[Dataset excerpts]

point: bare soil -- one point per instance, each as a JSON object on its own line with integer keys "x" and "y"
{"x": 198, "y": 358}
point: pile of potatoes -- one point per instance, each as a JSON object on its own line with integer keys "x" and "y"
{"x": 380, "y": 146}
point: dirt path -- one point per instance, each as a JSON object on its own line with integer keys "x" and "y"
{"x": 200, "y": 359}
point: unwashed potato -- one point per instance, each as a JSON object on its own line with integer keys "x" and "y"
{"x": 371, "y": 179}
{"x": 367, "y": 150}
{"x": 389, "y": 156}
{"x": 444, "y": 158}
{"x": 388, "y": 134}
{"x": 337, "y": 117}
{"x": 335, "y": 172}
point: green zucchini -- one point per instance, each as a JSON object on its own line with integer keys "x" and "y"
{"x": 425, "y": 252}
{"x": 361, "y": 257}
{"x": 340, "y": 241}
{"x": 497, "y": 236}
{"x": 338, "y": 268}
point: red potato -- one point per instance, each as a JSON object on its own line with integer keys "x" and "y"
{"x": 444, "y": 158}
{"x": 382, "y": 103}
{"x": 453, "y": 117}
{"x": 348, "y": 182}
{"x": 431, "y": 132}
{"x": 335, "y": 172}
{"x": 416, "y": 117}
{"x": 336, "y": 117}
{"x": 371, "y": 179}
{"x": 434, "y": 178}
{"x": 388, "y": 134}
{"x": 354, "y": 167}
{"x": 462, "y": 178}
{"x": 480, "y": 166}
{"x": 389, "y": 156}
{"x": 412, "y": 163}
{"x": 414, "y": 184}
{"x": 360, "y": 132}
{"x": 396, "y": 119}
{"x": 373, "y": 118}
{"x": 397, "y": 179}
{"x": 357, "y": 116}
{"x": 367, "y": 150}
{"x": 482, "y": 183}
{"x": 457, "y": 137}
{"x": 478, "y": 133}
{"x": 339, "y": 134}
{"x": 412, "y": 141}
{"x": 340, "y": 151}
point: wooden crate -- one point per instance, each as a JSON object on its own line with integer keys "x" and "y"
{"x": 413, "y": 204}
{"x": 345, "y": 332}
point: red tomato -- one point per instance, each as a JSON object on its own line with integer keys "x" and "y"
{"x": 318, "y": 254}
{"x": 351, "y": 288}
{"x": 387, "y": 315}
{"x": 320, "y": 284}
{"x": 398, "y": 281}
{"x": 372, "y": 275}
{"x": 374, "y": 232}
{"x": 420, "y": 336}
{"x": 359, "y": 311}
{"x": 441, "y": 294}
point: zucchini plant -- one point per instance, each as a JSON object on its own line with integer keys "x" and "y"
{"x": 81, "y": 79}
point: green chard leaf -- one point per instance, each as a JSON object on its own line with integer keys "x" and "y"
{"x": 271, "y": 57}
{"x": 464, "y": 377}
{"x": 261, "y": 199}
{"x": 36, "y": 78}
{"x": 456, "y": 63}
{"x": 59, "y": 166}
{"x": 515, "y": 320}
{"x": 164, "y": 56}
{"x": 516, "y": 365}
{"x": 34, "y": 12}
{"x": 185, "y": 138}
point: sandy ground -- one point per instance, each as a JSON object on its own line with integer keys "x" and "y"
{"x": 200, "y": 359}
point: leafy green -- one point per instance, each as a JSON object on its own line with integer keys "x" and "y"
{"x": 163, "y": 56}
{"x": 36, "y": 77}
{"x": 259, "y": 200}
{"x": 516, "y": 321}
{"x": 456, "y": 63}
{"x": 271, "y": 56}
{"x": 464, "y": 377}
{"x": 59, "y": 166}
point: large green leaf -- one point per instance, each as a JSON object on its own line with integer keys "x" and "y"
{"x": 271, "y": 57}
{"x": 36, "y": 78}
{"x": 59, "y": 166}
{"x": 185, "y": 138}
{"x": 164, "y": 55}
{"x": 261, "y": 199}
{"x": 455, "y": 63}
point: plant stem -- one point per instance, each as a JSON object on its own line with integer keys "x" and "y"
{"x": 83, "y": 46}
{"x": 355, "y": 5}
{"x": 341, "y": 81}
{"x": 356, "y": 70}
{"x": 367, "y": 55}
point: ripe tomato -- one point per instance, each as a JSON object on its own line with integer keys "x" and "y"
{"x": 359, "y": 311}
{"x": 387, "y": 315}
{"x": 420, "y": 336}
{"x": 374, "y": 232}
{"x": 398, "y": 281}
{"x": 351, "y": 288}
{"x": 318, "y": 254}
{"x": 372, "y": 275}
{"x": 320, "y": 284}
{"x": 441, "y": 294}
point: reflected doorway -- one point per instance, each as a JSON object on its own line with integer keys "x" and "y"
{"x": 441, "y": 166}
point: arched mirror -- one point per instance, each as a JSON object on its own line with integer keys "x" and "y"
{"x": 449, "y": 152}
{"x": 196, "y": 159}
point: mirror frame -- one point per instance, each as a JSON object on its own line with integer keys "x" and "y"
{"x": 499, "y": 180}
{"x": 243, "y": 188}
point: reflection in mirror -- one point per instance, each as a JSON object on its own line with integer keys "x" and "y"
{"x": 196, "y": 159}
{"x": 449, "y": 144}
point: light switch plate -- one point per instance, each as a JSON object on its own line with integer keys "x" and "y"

- **EXERCISE REQUIREMENTS**
Please retype, without any change, the line containing "point: mirror frame" and every line after it to the end of the entries above, and only those.

- **OUTPUT FOR THIS TASK**
point: mirror frame -- one point per instance, each as a JSON object on its own line with integer keys "x" and "y"
{"x": 499, "y": 180}
{"x": 243, "y": 188}
point: reflection in mirror -- one point per instance, each as a JSON object on its own line with integer keys "x" and "y"
{"x": 196, "y": 159}
{"x": 449, "y": 144}
point: light switch plate -- one point per instance, each as a JSON object on its own line with integer keys "x" and "y"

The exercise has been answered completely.